### SUPPLIED DATA
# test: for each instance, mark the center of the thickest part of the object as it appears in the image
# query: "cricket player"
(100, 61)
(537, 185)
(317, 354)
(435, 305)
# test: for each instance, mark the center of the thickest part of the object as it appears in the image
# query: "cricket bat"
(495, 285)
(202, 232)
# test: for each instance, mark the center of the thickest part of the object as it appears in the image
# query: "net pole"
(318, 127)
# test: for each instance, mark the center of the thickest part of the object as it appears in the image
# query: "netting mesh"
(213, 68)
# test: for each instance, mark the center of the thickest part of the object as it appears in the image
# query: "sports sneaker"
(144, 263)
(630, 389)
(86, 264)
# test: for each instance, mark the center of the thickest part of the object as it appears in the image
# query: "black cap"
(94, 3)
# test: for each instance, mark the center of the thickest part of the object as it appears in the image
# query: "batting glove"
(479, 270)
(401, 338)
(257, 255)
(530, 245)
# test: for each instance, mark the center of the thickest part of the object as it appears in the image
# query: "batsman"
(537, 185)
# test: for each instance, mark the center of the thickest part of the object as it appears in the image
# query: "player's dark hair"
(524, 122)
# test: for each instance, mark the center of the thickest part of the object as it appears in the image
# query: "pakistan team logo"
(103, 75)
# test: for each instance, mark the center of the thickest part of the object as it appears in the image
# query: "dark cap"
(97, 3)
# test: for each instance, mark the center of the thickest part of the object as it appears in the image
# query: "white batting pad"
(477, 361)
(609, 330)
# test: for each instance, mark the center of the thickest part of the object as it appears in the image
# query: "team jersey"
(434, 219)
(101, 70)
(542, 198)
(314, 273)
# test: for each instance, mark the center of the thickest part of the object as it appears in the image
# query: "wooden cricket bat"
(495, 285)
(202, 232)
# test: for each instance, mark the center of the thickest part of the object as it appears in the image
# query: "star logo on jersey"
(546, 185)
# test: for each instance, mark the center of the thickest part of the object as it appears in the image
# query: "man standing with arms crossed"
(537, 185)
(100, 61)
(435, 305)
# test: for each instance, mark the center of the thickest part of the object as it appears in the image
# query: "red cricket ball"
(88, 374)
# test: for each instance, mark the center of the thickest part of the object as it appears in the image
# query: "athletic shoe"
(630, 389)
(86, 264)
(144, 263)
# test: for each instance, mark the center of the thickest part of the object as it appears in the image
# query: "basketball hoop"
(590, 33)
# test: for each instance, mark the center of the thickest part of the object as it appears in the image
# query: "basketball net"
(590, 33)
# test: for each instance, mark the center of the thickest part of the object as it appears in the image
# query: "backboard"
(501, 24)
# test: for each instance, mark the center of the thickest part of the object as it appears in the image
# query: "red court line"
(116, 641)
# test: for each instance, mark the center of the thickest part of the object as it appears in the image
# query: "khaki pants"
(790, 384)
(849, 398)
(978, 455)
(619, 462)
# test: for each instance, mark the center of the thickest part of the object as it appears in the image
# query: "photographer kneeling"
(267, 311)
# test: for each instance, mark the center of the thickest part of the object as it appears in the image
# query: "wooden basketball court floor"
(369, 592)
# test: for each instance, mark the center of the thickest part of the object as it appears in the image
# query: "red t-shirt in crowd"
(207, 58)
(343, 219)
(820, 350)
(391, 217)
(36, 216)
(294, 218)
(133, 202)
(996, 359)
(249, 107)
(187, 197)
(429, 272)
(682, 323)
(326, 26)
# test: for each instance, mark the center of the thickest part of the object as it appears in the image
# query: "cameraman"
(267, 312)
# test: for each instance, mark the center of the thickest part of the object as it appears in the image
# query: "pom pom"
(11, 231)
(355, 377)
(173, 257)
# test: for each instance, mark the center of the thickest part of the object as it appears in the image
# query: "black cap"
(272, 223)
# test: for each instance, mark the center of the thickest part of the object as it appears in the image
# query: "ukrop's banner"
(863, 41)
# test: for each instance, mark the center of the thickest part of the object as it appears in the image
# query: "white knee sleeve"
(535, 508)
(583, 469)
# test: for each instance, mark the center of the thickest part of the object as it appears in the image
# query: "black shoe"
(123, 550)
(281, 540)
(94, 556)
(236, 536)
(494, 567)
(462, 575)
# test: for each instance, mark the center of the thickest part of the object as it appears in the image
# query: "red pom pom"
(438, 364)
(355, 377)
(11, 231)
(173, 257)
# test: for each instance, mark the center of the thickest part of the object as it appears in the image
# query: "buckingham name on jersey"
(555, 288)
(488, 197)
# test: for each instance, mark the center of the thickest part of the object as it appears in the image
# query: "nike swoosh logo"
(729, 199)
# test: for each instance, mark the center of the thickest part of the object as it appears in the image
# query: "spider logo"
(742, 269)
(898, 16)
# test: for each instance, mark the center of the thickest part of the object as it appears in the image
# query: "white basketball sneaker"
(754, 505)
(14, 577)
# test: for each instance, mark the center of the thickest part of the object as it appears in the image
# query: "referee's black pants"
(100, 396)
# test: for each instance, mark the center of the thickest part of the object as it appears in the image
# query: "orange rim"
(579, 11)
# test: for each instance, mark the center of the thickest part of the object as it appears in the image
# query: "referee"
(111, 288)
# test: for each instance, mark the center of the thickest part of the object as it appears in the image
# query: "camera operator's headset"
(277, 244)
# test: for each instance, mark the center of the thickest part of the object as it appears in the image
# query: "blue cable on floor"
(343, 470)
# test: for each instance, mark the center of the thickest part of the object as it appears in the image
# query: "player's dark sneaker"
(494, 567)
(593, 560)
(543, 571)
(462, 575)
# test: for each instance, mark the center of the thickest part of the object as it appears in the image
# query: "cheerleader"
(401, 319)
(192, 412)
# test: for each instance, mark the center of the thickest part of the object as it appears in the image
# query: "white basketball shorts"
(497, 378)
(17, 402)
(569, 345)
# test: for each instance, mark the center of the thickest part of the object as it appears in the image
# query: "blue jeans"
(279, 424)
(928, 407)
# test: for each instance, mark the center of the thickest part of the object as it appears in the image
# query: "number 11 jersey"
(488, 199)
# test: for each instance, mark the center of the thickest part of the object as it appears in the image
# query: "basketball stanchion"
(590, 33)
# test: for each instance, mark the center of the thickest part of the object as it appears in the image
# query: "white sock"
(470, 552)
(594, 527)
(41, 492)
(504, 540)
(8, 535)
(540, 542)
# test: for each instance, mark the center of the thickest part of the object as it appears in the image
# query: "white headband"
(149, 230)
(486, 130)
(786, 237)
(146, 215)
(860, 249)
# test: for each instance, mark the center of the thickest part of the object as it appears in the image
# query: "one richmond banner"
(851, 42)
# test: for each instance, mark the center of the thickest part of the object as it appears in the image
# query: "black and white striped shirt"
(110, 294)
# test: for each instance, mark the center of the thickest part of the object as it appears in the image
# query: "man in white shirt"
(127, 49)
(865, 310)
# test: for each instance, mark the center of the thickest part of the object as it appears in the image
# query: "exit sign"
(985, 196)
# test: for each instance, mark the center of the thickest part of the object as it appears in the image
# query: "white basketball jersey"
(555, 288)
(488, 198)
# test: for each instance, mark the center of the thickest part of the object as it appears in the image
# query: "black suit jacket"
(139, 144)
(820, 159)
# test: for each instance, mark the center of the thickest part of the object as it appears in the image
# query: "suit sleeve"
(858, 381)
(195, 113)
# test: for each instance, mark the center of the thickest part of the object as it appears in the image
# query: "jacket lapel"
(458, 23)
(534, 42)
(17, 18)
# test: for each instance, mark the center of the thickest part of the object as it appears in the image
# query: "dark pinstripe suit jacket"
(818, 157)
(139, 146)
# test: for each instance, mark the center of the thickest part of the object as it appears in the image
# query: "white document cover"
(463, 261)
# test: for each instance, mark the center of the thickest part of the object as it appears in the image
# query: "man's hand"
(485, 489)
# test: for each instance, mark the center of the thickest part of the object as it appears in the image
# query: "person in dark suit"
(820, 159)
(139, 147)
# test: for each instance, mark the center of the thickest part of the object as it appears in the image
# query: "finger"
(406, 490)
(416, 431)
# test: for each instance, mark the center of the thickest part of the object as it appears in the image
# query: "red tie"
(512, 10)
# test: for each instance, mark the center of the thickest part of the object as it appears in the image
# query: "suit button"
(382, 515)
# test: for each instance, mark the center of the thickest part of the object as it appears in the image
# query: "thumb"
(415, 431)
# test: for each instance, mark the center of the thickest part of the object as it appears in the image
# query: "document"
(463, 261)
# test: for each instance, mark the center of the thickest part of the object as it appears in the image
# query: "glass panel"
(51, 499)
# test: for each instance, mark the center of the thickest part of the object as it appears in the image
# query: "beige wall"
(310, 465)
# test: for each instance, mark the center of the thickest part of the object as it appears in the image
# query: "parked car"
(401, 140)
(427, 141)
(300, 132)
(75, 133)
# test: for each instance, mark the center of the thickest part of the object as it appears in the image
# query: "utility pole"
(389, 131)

### DESCRIPTION OF THE TASK
Copy out each line of the listing above that contains the string "shirt". Case counts.

### ANSWER TO THE PROBLEM
# query: "red t-shirt in crowd"
# query: "black and white striped shirt"
# query: "man in white shirt"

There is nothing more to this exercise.